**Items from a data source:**
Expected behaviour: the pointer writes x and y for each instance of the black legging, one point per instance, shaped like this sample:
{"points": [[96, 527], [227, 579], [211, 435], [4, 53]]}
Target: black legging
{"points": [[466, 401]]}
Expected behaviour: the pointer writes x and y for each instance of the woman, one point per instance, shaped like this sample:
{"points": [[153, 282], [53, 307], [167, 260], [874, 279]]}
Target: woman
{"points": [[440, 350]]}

==

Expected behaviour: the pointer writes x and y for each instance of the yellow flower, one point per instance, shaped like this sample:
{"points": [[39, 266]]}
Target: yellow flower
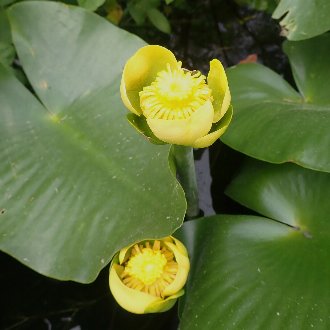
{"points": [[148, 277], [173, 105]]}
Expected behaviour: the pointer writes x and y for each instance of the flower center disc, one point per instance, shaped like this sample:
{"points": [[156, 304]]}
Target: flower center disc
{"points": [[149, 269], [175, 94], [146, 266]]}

--

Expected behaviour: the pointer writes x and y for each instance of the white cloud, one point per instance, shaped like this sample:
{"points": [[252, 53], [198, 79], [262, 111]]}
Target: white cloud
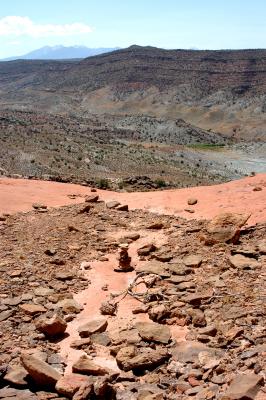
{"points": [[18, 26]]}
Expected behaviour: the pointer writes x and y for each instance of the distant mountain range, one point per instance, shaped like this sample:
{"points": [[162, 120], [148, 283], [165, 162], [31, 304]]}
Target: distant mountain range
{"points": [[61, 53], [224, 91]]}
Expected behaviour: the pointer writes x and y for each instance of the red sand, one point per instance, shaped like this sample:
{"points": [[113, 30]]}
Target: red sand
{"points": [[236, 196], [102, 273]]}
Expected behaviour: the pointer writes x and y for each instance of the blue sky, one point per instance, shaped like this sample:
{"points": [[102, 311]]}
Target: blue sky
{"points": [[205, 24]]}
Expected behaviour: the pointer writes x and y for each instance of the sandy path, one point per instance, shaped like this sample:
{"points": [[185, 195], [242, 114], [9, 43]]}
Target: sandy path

**Work request:** From the entries above, print the lines beginning at the one with "of the distant" and stopping after the one with "Target: sandy path", exactly as written and with nothing else.

**Task output:**
Expected behaviour: the pointer writes x and y for each instance of the distant mountain range, one point per instance, shaped like this sample:
{"points": [[162, 120], [148, 283], [165, 162], [31, 304]]}
Target: distant mountain range
{"points": [[61, 53], [224, 91]]}
Expected behaviour: the pointer writes x and y for each instance of the red sand, one point per instance, shaped like this sample:
{"points": [[113, 30]]}
Target: red sand
{"points": [[236, 196], [102, 273]]}
Expected behaviour: the pointer writes x and y for each instance of the blue sky, one point per instance, shaped like this sample:
{"points": [[102, 311]]}
Target: blue sky
{"points": [[205, 24]]}
Expected behaviour: the pointer writes x and y for each instance of the sandy path, one point per instance, shaped like this sample:
{"points": [[185, 195], [242, 114], [9, 43]]}
Target: sandy path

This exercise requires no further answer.